» **TASK INPUT**

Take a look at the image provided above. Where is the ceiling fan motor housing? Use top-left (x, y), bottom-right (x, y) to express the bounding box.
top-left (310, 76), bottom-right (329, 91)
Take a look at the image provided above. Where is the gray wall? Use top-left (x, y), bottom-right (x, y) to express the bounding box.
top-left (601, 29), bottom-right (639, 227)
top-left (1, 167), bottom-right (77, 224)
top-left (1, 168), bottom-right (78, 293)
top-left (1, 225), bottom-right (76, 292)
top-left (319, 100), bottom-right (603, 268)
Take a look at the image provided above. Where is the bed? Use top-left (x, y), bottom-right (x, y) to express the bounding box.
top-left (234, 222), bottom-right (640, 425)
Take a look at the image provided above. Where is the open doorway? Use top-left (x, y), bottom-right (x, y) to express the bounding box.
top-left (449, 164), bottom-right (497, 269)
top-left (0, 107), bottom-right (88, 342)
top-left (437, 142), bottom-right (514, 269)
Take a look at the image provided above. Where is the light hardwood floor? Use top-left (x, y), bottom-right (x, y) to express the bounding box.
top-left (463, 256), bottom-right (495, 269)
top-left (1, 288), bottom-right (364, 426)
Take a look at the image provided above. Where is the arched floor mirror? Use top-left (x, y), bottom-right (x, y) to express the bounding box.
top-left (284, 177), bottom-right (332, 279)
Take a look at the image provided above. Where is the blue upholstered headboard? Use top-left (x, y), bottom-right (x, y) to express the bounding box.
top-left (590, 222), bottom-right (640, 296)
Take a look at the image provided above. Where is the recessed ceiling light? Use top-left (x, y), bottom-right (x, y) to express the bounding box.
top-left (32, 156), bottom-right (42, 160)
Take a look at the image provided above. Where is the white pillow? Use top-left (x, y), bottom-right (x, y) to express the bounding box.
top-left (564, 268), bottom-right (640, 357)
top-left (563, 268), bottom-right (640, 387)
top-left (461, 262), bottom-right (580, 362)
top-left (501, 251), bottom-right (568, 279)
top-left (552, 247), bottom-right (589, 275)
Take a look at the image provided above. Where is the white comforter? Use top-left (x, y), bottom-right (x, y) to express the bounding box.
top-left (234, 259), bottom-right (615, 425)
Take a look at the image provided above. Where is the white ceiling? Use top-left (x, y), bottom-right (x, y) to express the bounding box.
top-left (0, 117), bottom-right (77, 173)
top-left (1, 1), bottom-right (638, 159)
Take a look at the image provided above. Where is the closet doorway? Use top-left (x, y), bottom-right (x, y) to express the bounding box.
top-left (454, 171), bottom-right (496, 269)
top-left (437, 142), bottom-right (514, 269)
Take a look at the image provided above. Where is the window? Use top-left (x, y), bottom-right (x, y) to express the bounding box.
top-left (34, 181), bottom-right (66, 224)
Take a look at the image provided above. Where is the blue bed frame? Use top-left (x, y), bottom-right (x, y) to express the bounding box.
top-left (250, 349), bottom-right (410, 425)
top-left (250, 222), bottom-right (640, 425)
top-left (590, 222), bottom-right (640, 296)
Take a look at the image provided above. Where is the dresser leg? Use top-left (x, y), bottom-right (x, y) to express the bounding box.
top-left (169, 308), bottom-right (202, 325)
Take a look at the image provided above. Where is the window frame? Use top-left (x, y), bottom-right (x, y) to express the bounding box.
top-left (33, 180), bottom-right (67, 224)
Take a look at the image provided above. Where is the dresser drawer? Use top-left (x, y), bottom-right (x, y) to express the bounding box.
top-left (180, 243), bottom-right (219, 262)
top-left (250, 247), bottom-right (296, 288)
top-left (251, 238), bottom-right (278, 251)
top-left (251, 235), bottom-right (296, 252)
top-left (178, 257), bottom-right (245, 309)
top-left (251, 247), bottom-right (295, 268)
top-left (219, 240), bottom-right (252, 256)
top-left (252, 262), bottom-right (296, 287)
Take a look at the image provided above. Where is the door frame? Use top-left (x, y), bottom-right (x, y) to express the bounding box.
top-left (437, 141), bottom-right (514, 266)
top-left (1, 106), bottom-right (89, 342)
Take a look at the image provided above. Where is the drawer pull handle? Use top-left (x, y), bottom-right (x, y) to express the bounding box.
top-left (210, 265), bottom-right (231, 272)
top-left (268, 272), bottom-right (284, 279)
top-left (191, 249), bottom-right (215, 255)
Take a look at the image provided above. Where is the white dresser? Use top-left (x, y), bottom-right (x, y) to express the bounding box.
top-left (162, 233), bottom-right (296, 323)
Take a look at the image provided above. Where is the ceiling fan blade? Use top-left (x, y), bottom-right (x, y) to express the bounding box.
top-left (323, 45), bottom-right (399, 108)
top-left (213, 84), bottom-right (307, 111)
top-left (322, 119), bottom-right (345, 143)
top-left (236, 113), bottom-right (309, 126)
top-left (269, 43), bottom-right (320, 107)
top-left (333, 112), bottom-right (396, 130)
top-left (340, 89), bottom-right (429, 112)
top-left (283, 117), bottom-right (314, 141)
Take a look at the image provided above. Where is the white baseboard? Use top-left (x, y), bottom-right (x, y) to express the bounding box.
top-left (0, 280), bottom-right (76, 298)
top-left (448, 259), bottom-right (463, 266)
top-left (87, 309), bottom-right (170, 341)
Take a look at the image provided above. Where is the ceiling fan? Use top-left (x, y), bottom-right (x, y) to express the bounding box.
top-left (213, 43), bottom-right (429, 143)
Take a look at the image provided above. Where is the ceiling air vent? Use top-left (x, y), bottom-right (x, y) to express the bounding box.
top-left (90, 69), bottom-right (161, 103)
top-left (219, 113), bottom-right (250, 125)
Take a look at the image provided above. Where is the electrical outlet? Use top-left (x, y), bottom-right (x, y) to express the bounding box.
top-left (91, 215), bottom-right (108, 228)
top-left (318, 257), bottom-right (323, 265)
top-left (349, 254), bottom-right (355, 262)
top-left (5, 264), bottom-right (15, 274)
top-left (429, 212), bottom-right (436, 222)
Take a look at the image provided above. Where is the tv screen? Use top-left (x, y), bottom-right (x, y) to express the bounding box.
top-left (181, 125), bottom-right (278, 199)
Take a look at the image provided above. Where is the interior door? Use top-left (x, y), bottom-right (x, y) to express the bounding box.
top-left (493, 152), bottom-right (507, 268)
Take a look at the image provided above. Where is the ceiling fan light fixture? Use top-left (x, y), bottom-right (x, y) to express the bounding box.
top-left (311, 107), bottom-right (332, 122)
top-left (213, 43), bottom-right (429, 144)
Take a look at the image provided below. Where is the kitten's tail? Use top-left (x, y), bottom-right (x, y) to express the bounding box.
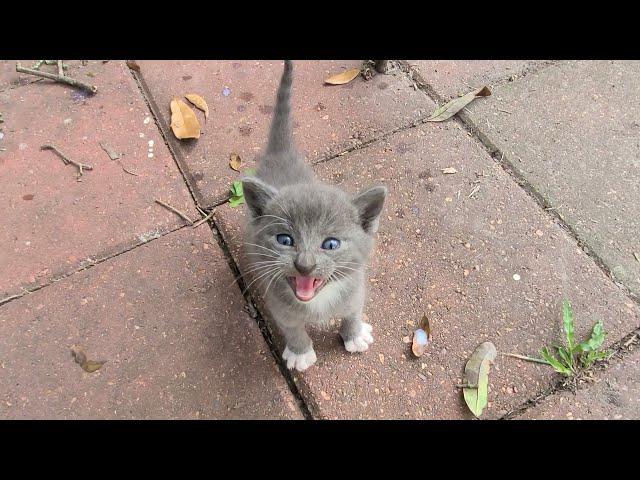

» **WHAT YOU SHOULD DO**
Omit all pictures, and repeat exactly the lines from the line containing "is the interior" through the end of the data.

» **EXERCISE RESPONSE**
Take a look at the image provided above. Where is the interior door? Use top-left (x, y), bottom-right (x, y) to express the bounding box.
top-left (493, 152), bottom-right (507, 268)
Take a look at the image provided above. Where is the ceiling fan light fixture? Use top-left (x, y), bottom-right (x, y) to express the bounding box.
top-left (311, 107), bottom-right (332, 122)
top-left (213, 43), bottom-right (429, 144)
Take a look at the image provided below. Where is the kitten's tail? Use top-left (x, y), bottom-right (x, y) to express the bounding box.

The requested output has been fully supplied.